Referring expression pointing data:
══════

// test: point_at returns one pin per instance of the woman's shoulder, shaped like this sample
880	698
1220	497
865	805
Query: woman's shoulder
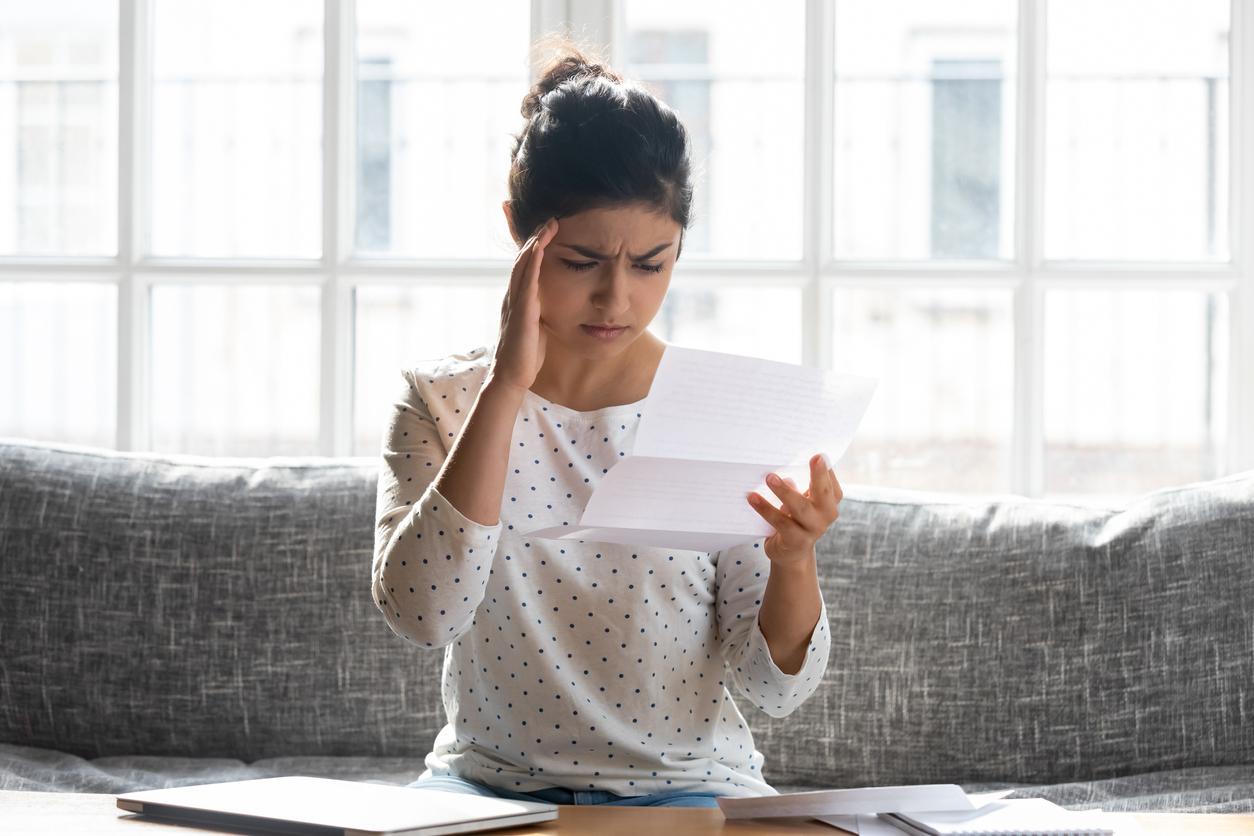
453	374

══════

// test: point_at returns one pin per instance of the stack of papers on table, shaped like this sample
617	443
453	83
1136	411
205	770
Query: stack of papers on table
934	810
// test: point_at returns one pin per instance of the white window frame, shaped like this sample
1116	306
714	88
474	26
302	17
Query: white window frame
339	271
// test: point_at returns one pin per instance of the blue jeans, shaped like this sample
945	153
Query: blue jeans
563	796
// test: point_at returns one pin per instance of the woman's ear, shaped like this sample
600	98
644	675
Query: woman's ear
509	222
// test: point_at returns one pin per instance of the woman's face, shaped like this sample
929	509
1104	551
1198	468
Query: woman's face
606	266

══════

DESCRIPTION OF THE TASK:
Show the lines where the word "sample" appears in the entries.

EXPECTED OUTPUT:
// test: point_at returns one pin per instance of the woman's shoulder, shaped like this sample
// test: point_at returns one pin per instance of the stack of papers on table, shaped like this sample
// test: point_at returns one pin per instance of the white window frame, shaped like this sample
// test: point_at returns one pin per instance of the blue jeans, shaped like this sample
// test: point_at returns one pin per instance of the woman's ear, shaped like this sample
// test: point_at returns one pin per instance of the woman's face, shaped like this sample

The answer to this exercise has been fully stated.